### [DOCUMENT SEGMENT]
►

Unread postby Whitecrab » Mon 05 Jul 2004, 23:23:20

After finishing the book Methanol: Bridge to a Renewable Energy Future by John H. Perry Jr. and Christiana P. Perry (made in the 1990’s), I’d like to take another crack at outlining what methanol can and can’t do. To be fair, I think the authors (a father/daughter) own the Seafuel process described below, so they’d obviously be biased in favour of a methanol economy. Nevertheless, facts are facts…

I’d like to use MeOH as the shortform for methanol. (This is how an organic chemist might write it.) I’ll look into any questions until I have to return the book to the library.

MeOH as a fuel:

MeOH has been used as a fuel for 200 years. Early on it was distilled wood alchol, made from a liquid produced during charcoal production. Was a lighter until whale oil took over. MeOH was used in the earliest vehicles wasn’t really available in commercial scales until 2 decades after gasoline was established as the car fuel. Today MeOH is proven technology for running vehicles, although it is obviously very rare. Methanol has been used successfully to run cars, golfcarts, pickups, and even speedboats. Not sure if it could feasibly run aircraft though.

◄

### [ENTRIES SUPPLIED]
►

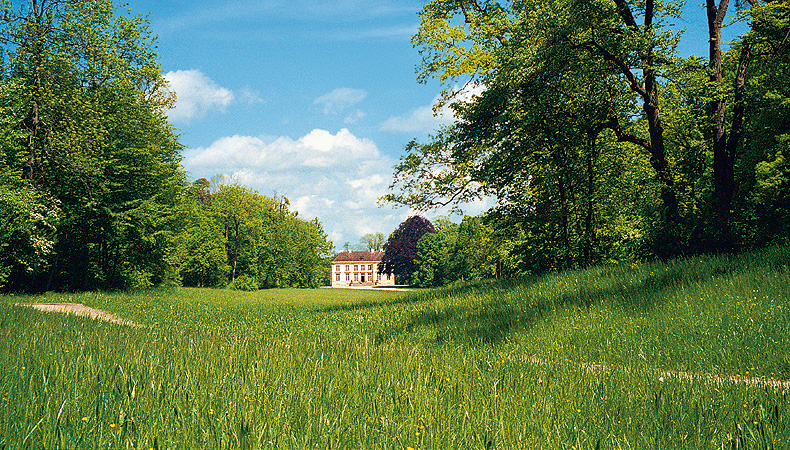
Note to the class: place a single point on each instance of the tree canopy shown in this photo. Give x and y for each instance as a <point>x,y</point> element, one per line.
<point>400,250</point>
<point>597,141</point>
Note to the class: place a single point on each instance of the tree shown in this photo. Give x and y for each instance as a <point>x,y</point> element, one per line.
<point>95,138</point>
<point>432,263</point>
<point>400,250</point>
<point>372,242</point>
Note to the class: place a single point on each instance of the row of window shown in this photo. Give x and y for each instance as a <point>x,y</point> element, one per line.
<point>362,277</point>
<point>356,267</point>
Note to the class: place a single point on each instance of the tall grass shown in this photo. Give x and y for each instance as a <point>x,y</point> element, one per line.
<point>572,360</point>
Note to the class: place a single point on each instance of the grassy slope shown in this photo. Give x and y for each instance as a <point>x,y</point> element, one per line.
<point>450,368</point>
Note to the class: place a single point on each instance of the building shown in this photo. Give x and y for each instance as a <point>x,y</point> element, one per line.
<point>359,269</point>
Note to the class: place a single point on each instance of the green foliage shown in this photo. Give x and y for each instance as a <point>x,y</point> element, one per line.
<point>88,129</point>
<point>400,250</point>
<point>691,353</point>
<point>235,232</point>
<point>598,143</point>
<point>28,229</point>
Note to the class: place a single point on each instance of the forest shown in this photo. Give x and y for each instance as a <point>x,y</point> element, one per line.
<point>92,191</point>
<point>597,140</point>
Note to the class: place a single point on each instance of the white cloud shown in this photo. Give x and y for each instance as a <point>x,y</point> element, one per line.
<point>337,177</point>
<point>196,95</point>
<point>428,118</point>
<point>340,99</point>
<point>354,117</point>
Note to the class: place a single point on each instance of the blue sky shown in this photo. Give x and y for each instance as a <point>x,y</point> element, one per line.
<point>314,100</point>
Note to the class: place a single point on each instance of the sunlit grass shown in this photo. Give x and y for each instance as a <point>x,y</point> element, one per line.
<point>571,360</point>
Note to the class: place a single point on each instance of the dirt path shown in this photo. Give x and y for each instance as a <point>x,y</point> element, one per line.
<point>663,375</point>
<point>79,309</point>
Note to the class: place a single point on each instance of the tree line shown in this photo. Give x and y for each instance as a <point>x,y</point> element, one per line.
<point>92,191</point>
<point>595,138</point>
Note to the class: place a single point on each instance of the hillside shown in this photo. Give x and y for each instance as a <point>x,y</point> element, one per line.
<point>693,353</point>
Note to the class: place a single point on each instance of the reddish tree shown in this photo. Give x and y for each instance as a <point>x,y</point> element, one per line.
<point>401,248</point>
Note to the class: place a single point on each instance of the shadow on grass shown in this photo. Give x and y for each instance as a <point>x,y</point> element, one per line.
<point>454,317</point>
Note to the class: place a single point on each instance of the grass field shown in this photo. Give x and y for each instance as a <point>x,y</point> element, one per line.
<point>579,360</point>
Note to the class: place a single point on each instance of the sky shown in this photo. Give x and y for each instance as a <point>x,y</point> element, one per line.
<point>311,100</point>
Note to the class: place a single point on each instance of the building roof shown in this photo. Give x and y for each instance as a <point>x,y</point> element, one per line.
<point>358,256</point>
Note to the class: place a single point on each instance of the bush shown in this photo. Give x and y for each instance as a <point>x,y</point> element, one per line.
<point>244,283</point>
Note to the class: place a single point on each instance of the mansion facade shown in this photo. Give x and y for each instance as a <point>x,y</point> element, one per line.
<point>359,269</point>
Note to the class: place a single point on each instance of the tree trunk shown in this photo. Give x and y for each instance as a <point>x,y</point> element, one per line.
<point>724,148</point>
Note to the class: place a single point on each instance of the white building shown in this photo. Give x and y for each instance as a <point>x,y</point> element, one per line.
<point>359,269</point>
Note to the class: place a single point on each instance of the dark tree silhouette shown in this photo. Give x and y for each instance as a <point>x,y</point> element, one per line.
<point>401,248</point>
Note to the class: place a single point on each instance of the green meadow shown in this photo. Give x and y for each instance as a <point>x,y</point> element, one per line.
<point>691,353</point>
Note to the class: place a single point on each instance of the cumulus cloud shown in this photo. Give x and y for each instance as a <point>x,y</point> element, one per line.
<point>196,95</point>
<point>337,177</point>
<point>340,100</point>
<point>428,118</point>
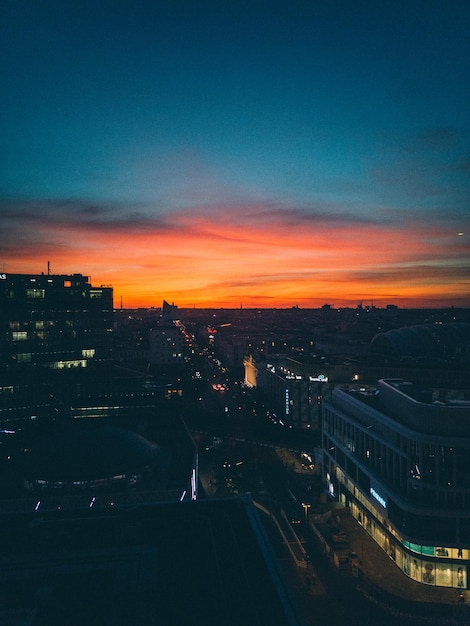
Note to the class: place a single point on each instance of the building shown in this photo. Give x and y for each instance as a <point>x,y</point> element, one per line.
<point>251,372</point>
<point>53,321</point>
<point>56,331</point>
<point>295,388</point>
<point>399,457</point>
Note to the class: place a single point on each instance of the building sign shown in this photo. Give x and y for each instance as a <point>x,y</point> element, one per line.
<point>378,497</point>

◄

### [PROBLEMS TO SOLVE]
a – Which kinds of vehicles does the methanol post say methanol has been used successfully to run?
b – Can you carry the methanol post forward from its final sentence?

### [ANSWERS TO THE EXERCISES]
a – Cars, golfcarts, pickups, and speedboats.

b –
It can be blended into gasoline in low amounts (15% I think is the max) without changing engine technology. Existing cars can be refitted to run on M85: 85% MeOH and 15% gas. This costs, in 1990 US$, about $1000/car. If you were running a small production run you could make new cars M85-compliant for $750/car. If new car designs were geared to M85 it would cost little or no extra charge vs. a normal engine. There have been a number of government test-cases where retrofitted M85 cars were used with little increase in maintenance or loss of fuel economy. Blending the fuel is difficult because if water gets into the tank, the MeOH and gas will separate. Also, MeOH can cause some corrosion/maintenance and cold weather start-up problems in cars not geared to it’s use. (The ways around these problems are proven technology, just, today’s cars aren’t necessarily built to cope).

Oh, Ford suggested they could build “Flexible Fuel Vehicles” (FFVs) that can run on MeOH, gasoline, or any combination. It costs $50-200 per vehicle (1990 US$?) to convert existing designs to FFVs, depending on the conversion run size. The Calfornia Energy Commission had 6 vehicles successfully in use at the time or writing of the book.

If it is used entirely as it’s own fuel, it can actually out-perform gasoline. It can get better fuel economy, better octane ratings, etc. because if you vaporize it then it becomes a superior fuel to current gasoline. The degrading affects and cold-start issues do have real, existing fixes (i.e. more fluoride in the plastics used in certain areas).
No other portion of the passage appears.